* _Excerpted passage_

[Start of section]

The injured men have been identified as Kazeer Abbott, 20, and Joyle Edwards, 41, who work with the Water Business Division at APUA.

The workmen were preparing to install a six-inch pipe underground when the asphalt above collapsed on Abbott, burying him.

Edwards went to his rescue, but he too got buried as the road further collapsed.

Fortunately, other workmen were on the scene and the two were rescued. The same backhoe which dug the hole to install the pipe was used to get them out.

Fire Brigade Sergeant Antonio Pryce, one of the first responders, said the men reported feeling vibrations while working in the dugout road before it collapsed shortly after 10 a.m.

“While carrying out the maintenance work, there were other heavy-duty equipment to include trucks, driving, passing them at the site … they could feel the vibration of the road as these heavy-duty vehicles were passing,” he said.

He said there was a very strong vibration at one point, “and the instant they felt the vibration the entire piece of road caved in and collapsed on them, covering one completely and the other worker was covered from the shoulders down.”

[End of section]

* _Extracted information_

[Start of section]

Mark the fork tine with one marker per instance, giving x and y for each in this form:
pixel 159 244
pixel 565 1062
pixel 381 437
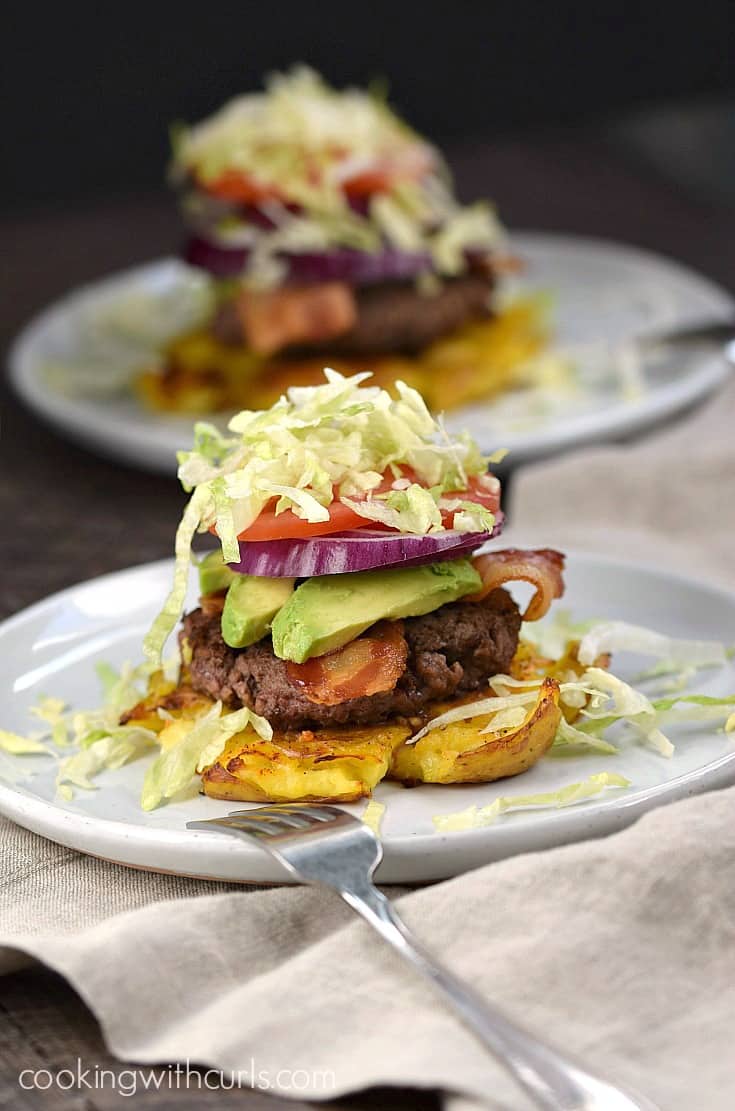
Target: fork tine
pixel 310 813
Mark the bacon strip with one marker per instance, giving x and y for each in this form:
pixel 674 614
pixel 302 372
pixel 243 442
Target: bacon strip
pixel 542 568
pixel 366 666
pixel 279 318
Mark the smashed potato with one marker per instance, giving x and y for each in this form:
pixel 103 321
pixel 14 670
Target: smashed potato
pixel 529 664
pixel 459 752
pixel 333 764
pixel 480 359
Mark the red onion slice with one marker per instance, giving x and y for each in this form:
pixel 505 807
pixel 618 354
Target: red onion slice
pixel 360 550
pixel 308 268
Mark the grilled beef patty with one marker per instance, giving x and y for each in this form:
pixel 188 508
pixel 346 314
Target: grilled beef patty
pixel 452 651
pixel 392 318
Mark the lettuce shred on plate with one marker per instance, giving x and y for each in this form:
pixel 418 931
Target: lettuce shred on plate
pixel 87 743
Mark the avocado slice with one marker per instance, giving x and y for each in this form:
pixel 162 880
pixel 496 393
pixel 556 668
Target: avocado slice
pixel 213 573
pixel 250 607
pixel 328 611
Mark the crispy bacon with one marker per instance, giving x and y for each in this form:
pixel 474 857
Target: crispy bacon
pixel 371 663
pixel 543 568
pixel 280 318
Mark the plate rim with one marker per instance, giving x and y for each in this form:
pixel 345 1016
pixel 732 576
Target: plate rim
pixel 595 818
pixel 607 423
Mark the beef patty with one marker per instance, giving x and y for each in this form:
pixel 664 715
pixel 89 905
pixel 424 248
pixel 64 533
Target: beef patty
pixel 392 318
pixel 452 651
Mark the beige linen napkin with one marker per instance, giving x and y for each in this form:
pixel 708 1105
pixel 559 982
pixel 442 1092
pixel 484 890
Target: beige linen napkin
pixel 620 950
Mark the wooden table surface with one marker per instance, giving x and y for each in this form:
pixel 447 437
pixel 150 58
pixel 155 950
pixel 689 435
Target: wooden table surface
pixel 68 516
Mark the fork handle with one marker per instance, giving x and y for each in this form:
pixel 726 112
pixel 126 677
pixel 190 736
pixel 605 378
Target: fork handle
pixel 553 1081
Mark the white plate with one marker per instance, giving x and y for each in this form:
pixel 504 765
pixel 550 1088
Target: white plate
pixel 603 293
pixel 51 648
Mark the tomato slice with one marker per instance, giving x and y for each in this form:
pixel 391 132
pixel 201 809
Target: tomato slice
pixel 366 666
pixel 483 490
pixel 238 186
pixel 411 164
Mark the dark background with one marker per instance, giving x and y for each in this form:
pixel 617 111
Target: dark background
pixel 90 90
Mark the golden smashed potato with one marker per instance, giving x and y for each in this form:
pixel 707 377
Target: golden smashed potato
pixel 334 764
pixel 459 752
pixel 344 763
pixel 175 699
pixel 477 360
pixel 529 664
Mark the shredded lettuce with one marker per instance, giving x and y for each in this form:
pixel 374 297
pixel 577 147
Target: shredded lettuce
pixel 551 637
pixel 174 768
pixel 316 444
pixel 603 699
pixel 477 817
pixel 305 139
pixel 164 623
pixel 620 636
pixel 118 747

[End of section]

* _Aim of the task_
Write the next part of the news report about the road collapse that buried the two APUA workers, beginning after its final sentence. The material comes from a source separate from the news report about the road collapse.

* _Answer to this problem_
Neither of the two men was wearing safety gear when emergency teams arrived. Sergeant Pryce said they ought to have been wearing safety gear while working, but he did not know whether they were taken off after the freak accident, or if they had not been wearing them in the first place.

Having established command of the scene after getting the emergency call at 10:25 a.m., the fireman and his team, along with Emergency Medical Personnel (EMS) treated the APUA workers and prepped them for transportation to hospital.

The men were deemed to be in critical condition when they left the scene. Yesterday they were stable and had been put on a ward.

X-rays were done to see whether they suffered any fractures, and one of the men had to fitted with a

neck brace on Thursday. But the extent of his injury was unknown up to Friday evening.